*Page extract*:
ELM: The other thing I think too is, people say “There’s no way I could afford to read as much as I do,” it’s not like you’re paying for every piece of fanart that you look at! There’s no “drop a quarter in the slot and you get to look at a picture.” You commission people if you like their work! There are definitely fanfiction writers that I would commission RIGHT NOW to write me what I want. And not for an auction, which is definitely one of the only…you know, that's probably the only way I know where you can have this explicit monetized exchange for fanfiction.
FK: A charity auction.
ELM: Yes.
FK: Pretty much always for a charity specifically.
ELM: And sometimes those aren’t even requests like that, you say “Donate to me, I’ll write a story,” but I have seen, you do see some where people are basically buying a story from someone with the money going to the charity. I would 100% do that if a few of my favorite authors right now said “commissions open.”
FK: Yeah. I agree, and I think that there’s also something about barriers to entry. I really like and appreciate that the barrier to entry for fanfic is very low, that lots of people feel very confident getting their toes wet writing for the first time in fandom. I really really appreciate that. I feel like people do that within fanart but then at a certain point it’s like, maybe at a certain age? Or…or something. I feel like I see a lot of young fanartists whose, the quality of…they’re young, the quality of their work, they haven’t necessarily practiced as much…
ELM: Do you say young or newer?
FK: Often young, I feel like. Very specifically. And I think this is relevant. Cause you see newer fanfiction authors coming in, and I feel like I don’t see as many newer fanartists who are not young and who don’t express that they are young. I don’t know, maybe this is not true.
ELM: This is anecdata.
FK: It is anecdata, totally. But it's making me think about whether there’s norms in the way that people share art, or if people stop trying to draw after a certain point or feel like it’s a professionalized thing, which clearly they don’t feel with words.

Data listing

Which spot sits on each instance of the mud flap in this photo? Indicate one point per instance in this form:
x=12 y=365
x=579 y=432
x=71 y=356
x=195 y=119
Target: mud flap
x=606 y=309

*Goal A*: For each statement about the fanfiction conversation, answer yes or no depending on whether it agrees with the conversation, and quote the words that decide it: (i) FK says the barrier to entry for fanfic is very low. (ii) ELM says people pay for every piece of fanart they look at. (iii) FK is sure the point about young fanartists is true.
*Goal B*: Go on with the fanfiction conversation, starting after its final line.
The lines in the data listing are not needed.

*Exercise answer A*:
(i) Yes: "the barrier to entry for fanfic is very low"
(ii) No: "it’s not like you’re paying for every piece of fanart that you look at!"
(iii) No: "I don’t know, maybe this is not true."

*Exercise answer B*:
ELM: Yeah, and I do think that the dividing line between fanart and art for money is a lot more porous than it is. Because while there are plenty of fanfiction writers who also write fiction for money, either simultaneously or—while I find this problematic—treating fanfiction as the training ground for the real show…I don’t like that kind of setup, but some people do think of it that way. Often that means really strong divisions between your fanfiction self and your professional writer self. Whereas a lot of fanartists don't draw the hardest lines, you know? They’ll say “Look at my portfolio!” Or the #FanArtGotMePaid hashtag that was going around recently.
FK: Or even artists who don't consider themselves fanartists, but who are still drawing things that are definitely fanart. Right? Well, Puzzled Of Tumblr, I think that we’re puzzled too to some extent, but I hope that what we’ve said has been a little enlightening at least.
ELM: You’re looking at me like I should be enlightened.
FK: Are you?
ELM: Yeah.
FK: Oh, that’s so nice!
ELM: [laughs] OK, I’m going next. All right. Not anonymous! @PopContrarian, this is a tweet! PopContrarian says, “I don’t totally get the whole #FuckCanon thing. If ‘fuck canon’ is true, then what’s wrong with Any Two Guys? What anchors us to these stories we love has to do with canon characterization or plot or something. We can change a lot in fic, but there’s always a canon anchor, right?”
FK: Right. I feel like “fuck canon” is about something different than Any Two Guys, but it might not be immediately obvious if you aren’t steeped in the discourse.
ELM: Say more, Flourish!
FK: Well, so a lot of times when people are saying “fuck canon,” they’re not meaning fuck all of canon, they’re meaning fuck canon with regard to usually the ships that you wanna ship. Right? It’s a very specific thing where people will say, often…
ELM: Or rewriting plot points, especially when characters are killed.
FK: That too sometimes. But it’ll be like, people will say, “Why are you so focused on if Destiel will be canon in Supernatural? Fuck canon! You’ve already got Destiel cause you can write it yourself in fanfic!” Right? But that’s not saying “fuck canon” in the sense of like, “And by the way, they don’t have to drive an Impala! They don’t have to wear flannel! They don’t…” You know what I mean? It’s about specific things within canon, not everything in canon.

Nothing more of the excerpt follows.